◆ GOAL ◆
Count the lines in the material below that contain the word "tree". Reply with the number alone.
## Start
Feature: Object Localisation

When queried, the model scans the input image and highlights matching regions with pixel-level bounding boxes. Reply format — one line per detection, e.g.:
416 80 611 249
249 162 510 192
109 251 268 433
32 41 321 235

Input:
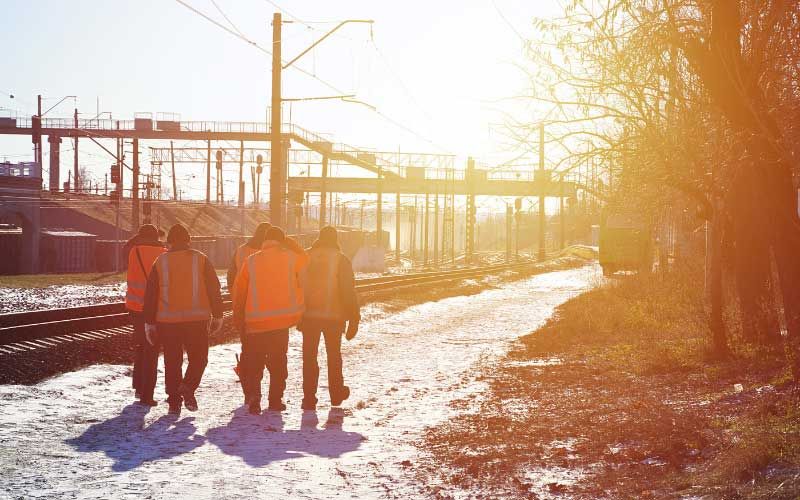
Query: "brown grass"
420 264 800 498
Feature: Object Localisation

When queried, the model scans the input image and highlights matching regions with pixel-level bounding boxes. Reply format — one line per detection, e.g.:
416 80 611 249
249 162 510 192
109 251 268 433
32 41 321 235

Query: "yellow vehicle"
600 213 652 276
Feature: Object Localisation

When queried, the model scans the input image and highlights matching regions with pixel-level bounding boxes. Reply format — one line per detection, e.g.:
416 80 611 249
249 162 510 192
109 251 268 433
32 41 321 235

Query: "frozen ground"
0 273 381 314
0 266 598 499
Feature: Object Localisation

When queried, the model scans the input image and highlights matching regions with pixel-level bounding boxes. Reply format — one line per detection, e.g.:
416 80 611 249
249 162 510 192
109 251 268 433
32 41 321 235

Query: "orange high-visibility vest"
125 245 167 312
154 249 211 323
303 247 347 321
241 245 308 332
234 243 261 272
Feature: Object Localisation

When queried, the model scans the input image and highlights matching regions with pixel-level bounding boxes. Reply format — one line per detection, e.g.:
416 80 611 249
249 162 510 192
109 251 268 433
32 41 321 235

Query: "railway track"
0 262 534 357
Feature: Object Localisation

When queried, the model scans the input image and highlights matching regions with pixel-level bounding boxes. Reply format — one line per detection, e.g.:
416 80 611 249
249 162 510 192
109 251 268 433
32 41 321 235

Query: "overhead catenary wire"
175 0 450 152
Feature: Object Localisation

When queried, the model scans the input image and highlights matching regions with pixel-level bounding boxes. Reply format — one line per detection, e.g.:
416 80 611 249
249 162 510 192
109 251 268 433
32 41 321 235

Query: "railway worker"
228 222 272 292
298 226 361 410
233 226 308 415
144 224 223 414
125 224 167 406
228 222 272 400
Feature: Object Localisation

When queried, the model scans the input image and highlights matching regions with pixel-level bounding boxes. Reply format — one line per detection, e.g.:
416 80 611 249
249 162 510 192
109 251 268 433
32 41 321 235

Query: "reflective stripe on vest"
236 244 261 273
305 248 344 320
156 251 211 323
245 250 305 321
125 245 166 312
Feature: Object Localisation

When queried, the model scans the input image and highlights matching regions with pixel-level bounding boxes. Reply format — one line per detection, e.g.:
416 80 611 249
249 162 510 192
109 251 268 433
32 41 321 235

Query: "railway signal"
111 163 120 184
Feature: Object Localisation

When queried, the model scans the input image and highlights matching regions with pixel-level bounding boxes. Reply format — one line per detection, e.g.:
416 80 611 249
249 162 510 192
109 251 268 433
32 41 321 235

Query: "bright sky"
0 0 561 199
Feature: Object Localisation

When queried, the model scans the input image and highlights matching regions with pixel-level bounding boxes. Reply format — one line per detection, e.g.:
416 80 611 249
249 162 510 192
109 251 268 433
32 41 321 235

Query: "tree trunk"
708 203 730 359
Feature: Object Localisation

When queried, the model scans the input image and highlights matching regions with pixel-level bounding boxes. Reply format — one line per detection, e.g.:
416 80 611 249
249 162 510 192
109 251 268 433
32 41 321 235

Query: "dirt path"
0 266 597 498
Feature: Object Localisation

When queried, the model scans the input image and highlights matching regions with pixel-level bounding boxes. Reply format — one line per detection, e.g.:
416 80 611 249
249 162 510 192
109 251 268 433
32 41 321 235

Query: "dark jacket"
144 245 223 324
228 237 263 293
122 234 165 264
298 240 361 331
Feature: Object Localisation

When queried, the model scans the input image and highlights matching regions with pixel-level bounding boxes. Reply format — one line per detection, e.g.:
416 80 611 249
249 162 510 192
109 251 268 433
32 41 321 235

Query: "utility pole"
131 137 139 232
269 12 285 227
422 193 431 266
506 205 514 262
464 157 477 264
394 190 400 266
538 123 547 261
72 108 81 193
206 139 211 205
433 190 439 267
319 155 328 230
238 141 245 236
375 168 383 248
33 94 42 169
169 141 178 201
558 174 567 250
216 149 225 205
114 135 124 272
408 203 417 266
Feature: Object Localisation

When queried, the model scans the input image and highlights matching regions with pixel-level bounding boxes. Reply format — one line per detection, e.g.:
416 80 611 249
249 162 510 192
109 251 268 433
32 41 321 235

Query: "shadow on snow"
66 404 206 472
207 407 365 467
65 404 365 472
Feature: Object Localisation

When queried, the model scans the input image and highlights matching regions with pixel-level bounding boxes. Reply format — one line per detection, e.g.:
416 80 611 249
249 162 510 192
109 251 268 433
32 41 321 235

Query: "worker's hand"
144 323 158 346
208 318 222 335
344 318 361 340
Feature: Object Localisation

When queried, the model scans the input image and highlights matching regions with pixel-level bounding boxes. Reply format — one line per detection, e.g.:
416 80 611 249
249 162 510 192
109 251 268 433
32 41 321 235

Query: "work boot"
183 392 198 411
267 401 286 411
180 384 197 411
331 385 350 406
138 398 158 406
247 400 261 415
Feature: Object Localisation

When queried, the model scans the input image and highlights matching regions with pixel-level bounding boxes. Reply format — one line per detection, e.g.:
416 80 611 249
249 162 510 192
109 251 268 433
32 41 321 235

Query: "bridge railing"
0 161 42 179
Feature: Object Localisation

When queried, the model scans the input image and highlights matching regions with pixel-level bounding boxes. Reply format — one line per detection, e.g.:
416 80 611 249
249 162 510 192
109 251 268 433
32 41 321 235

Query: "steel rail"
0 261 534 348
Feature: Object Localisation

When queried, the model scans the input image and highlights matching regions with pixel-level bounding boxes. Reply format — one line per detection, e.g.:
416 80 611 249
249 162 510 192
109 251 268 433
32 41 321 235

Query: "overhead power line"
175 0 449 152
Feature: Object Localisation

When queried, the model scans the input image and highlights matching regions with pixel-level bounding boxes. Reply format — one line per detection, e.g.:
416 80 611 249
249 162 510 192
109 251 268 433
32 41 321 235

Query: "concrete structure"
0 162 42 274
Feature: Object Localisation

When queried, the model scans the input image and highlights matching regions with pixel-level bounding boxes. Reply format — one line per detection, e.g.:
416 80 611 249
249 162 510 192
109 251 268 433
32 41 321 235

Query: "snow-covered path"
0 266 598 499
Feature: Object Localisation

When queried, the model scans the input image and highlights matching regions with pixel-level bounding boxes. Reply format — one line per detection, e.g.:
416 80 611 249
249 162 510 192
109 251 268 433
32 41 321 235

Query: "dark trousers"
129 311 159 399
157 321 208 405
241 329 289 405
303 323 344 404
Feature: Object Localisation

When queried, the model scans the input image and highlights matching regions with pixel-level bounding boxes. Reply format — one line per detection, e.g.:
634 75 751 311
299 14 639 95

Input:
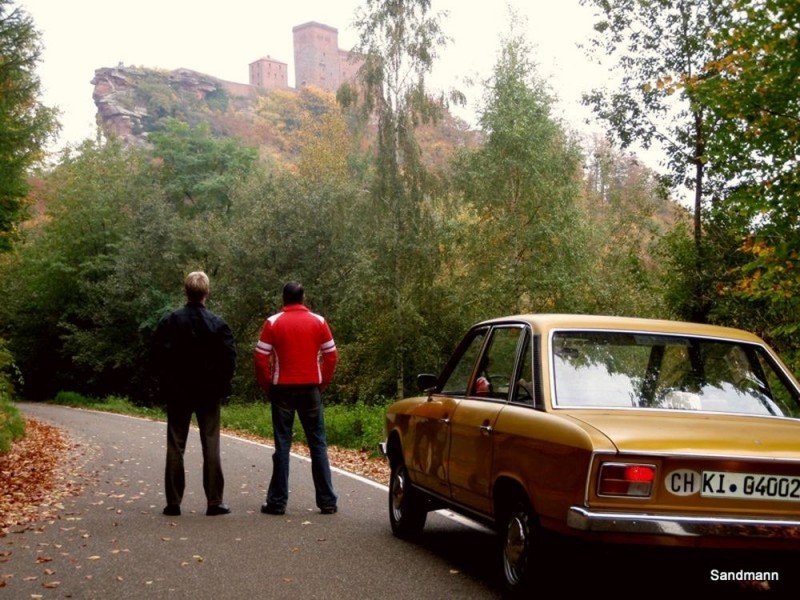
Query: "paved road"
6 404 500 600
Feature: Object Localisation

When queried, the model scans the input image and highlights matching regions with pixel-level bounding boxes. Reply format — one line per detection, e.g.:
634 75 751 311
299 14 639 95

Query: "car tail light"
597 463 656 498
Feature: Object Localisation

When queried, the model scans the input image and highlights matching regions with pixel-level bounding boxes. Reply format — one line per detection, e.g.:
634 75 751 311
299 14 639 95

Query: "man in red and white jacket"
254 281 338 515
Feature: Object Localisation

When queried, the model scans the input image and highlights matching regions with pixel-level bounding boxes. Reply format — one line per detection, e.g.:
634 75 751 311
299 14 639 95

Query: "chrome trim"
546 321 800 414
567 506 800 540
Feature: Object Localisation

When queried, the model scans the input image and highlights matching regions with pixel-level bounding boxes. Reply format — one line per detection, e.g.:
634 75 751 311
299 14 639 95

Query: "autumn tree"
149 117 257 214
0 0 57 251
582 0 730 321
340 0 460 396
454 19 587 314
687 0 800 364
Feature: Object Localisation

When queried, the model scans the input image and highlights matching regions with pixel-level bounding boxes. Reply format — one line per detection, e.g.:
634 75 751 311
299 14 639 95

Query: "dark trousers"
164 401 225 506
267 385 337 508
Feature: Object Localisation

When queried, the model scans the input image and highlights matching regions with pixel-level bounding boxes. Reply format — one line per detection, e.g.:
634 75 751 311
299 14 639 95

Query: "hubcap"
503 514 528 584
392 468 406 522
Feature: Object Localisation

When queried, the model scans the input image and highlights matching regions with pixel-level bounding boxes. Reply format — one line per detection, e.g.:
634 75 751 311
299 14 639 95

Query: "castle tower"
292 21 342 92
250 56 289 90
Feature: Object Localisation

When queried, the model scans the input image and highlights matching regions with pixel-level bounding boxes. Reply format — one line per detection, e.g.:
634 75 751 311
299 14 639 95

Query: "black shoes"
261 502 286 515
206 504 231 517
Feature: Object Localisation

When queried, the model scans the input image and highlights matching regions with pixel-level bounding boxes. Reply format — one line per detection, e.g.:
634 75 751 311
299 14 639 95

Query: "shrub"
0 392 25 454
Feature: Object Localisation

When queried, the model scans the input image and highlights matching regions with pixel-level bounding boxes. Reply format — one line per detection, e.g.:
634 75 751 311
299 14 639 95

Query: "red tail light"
## End
## Start
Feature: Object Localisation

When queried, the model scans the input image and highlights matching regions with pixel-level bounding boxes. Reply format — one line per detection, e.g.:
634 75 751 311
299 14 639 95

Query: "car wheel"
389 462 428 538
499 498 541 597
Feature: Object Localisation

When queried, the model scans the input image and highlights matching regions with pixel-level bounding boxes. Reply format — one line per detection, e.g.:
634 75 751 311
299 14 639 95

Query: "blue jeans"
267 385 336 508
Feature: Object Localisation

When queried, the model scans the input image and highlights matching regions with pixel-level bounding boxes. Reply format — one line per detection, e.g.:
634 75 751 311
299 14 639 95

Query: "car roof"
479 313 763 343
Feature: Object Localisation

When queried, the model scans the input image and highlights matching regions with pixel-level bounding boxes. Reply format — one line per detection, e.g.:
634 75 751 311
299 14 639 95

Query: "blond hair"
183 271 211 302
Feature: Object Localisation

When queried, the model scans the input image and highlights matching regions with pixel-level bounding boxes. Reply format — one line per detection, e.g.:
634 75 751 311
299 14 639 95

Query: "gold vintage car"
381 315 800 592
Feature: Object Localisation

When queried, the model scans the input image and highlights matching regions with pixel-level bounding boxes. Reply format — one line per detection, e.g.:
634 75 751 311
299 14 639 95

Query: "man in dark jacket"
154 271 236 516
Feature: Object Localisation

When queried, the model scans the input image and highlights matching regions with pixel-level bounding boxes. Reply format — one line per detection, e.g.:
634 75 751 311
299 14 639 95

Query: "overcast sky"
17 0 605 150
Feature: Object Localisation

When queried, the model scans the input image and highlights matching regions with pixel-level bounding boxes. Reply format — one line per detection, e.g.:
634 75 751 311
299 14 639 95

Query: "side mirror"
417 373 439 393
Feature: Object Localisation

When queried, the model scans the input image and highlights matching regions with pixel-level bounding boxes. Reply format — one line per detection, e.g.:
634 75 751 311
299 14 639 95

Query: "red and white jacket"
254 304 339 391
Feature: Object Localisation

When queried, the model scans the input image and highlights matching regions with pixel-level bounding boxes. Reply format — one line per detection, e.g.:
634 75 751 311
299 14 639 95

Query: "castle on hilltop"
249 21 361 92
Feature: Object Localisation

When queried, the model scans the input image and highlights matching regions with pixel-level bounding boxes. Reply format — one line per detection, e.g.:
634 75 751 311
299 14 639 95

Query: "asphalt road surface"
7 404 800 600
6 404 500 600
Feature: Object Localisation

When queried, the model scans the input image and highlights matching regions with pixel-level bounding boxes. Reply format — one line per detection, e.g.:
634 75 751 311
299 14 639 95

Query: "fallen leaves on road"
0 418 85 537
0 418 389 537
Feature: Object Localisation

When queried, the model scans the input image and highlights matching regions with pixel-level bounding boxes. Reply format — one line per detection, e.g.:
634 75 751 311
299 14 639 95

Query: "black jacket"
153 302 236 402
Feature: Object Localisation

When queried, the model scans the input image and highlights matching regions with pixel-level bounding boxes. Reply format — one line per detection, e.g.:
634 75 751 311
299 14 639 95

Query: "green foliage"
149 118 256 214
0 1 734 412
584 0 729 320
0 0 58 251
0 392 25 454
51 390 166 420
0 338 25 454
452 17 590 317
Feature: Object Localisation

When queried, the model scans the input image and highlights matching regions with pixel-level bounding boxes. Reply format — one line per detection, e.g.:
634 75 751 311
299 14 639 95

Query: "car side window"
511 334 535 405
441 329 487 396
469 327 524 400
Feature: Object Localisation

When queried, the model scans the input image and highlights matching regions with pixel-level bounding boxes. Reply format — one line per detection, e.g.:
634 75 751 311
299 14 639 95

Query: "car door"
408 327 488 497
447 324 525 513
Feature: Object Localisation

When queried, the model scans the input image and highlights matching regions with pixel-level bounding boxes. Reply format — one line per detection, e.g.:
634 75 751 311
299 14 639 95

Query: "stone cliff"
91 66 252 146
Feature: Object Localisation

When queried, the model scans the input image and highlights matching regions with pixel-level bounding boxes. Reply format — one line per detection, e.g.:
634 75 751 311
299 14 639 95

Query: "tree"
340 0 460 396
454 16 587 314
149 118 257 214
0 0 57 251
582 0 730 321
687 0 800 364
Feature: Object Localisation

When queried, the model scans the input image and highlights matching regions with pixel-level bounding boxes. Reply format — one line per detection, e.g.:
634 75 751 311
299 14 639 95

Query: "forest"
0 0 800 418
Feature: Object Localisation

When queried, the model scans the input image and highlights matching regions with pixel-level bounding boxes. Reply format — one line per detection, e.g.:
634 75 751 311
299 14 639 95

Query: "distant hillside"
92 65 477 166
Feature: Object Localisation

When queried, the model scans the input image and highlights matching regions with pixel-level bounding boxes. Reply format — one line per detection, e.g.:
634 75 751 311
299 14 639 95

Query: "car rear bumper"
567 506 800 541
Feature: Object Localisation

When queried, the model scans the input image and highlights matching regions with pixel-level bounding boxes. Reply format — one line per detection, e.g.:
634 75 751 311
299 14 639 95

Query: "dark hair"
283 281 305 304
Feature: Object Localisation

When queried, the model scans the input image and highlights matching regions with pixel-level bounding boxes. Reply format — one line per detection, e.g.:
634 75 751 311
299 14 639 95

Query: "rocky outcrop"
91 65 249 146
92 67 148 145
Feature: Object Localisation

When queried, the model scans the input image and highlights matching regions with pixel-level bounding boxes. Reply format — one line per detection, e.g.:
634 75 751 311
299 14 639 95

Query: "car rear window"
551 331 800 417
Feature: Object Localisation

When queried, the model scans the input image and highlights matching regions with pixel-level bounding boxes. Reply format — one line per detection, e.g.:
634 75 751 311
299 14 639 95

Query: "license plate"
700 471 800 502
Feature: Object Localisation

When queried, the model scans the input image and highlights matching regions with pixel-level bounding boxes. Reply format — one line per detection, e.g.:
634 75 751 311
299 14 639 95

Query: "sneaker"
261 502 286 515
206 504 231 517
## End
◆ TASK ANSWER ◆
3